*** Block opens ***

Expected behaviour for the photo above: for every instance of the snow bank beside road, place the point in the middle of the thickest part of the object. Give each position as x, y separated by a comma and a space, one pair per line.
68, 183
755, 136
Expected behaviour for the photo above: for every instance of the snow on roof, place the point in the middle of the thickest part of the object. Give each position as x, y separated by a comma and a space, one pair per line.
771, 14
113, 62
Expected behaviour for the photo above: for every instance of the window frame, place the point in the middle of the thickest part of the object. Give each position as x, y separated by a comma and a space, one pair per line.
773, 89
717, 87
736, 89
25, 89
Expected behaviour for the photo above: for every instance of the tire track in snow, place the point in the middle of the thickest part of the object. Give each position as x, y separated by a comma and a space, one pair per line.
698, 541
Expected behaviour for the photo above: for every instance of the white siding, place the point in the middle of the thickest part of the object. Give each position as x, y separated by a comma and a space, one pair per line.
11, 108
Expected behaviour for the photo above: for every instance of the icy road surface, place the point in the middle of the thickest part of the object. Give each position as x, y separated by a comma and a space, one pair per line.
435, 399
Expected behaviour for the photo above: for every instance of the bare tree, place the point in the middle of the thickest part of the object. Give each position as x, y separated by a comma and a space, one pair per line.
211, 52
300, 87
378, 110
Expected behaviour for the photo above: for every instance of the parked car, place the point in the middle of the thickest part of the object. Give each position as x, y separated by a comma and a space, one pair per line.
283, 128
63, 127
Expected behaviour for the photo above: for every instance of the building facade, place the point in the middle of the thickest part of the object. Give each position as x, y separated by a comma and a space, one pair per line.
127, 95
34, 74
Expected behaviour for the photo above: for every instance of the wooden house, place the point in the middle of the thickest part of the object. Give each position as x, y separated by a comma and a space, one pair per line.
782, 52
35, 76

*** Block closes ***
*** Block opens ***

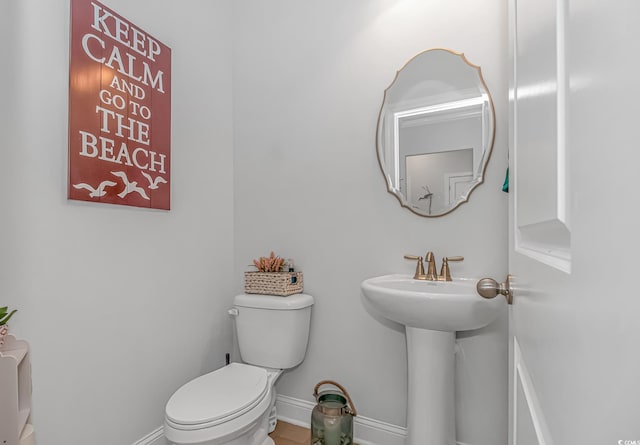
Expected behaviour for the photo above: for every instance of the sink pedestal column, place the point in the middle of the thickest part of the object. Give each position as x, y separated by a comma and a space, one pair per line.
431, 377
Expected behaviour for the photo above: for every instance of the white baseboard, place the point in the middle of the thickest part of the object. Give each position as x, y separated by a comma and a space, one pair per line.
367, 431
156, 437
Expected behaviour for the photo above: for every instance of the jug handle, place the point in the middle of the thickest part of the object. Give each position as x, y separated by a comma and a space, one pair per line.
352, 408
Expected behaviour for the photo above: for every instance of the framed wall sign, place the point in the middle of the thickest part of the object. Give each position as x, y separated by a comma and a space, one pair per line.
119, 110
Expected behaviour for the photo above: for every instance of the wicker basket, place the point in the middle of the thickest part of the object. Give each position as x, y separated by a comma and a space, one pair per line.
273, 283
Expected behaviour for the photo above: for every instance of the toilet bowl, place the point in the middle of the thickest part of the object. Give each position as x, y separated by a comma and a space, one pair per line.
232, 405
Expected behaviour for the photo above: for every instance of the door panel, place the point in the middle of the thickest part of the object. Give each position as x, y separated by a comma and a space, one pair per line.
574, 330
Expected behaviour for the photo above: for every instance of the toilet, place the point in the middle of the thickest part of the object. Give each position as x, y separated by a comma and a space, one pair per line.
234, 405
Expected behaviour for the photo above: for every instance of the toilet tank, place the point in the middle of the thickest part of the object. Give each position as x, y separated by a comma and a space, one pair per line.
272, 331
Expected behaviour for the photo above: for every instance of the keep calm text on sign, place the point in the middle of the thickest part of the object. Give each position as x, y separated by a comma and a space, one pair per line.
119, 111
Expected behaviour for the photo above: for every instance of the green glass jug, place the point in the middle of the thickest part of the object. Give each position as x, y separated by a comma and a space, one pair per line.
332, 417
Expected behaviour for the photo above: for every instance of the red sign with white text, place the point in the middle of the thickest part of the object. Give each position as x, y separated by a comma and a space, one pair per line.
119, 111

*** Block closes ***
*** Block opens ***

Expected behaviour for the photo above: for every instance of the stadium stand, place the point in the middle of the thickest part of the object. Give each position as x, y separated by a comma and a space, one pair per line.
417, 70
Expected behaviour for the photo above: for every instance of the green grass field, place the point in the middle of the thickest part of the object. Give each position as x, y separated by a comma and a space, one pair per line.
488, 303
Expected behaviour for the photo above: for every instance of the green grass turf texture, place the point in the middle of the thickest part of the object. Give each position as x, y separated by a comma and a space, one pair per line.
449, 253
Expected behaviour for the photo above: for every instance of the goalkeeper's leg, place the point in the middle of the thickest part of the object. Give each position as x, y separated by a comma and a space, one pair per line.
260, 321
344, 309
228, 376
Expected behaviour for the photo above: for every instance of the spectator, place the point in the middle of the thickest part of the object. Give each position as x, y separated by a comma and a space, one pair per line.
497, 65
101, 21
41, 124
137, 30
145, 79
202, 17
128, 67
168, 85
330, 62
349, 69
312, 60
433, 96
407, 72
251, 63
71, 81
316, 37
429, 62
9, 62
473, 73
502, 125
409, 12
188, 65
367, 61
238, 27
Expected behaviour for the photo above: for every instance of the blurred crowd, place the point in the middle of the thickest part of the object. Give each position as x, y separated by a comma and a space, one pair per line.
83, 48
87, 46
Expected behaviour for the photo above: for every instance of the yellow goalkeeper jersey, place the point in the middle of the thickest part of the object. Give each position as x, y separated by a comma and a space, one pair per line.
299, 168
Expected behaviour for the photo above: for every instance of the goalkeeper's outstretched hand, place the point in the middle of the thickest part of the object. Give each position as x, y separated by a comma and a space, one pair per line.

*** Block closes ***

_WHAT YOU HAVE TO DO_. In the records above, find the line with "of the yellow"; write out exactly that line and each one after it, stopping after the line with "the goalkeeper's outstretched".

_EXERCISE RESULT_.
Expected behaviour for the photo above: for every instance of the yellow goalkeeper jersey, place the point in the middle of the thickest part of the object. Give each position as x, y separated by a comma and a space, one pair per line.
299, 168
Expected behaviour for the photo above: for every instance of the goalkeeper's outstretched hand, place the point in the middle of the thickest part of the object. Give each position as x, y separated by a comma and a space, one pair per line.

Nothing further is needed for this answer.